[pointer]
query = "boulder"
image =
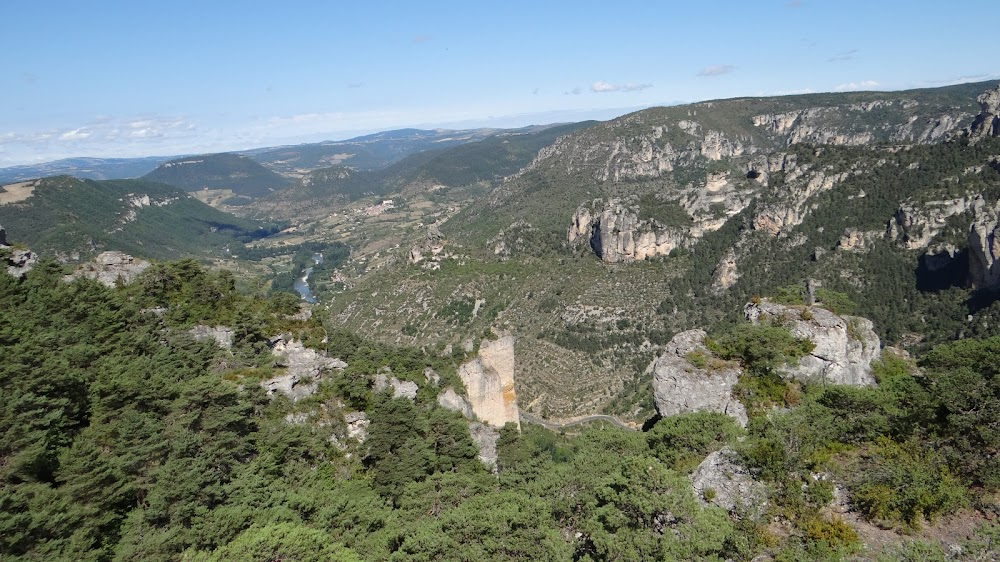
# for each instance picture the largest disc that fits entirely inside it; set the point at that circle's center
(845, 346)
(221, 335)
(489, 382)
(400, 389)
(485, 438)
(681, 386)
(984, 245)
(304, 367)
(108, 268)
(722, 481)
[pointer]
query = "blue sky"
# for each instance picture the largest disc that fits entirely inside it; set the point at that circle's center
(123, 79)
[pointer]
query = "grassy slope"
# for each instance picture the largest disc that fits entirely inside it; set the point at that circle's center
(68, 215)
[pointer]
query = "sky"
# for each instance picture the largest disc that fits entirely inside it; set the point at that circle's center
(141, 78)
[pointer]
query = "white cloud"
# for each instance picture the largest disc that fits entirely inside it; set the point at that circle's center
(601, 87)
(74, 135)
(851, 86)
(717, 70)
(844, 56)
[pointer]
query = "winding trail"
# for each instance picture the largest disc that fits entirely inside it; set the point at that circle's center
(556, 426)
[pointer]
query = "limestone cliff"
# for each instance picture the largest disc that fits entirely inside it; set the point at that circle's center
(687, 379)
(914, 224)
(987, 123)
(616, 233)
(109, 268)
(984, 244)
(489, 383)
(732, 486)
(845, 348)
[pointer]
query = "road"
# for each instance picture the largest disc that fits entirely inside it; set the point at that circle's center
(556, 426)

======

Work required ▸ Filter the entries and keep only the lines holding "query".

Answer box ▸
query = "boulder"
query = "blue sky"
query = "grassy slope"
query = "sky"
query = "white cloud"
query = "winding trail"
query = "limestone cliff"
query = "road"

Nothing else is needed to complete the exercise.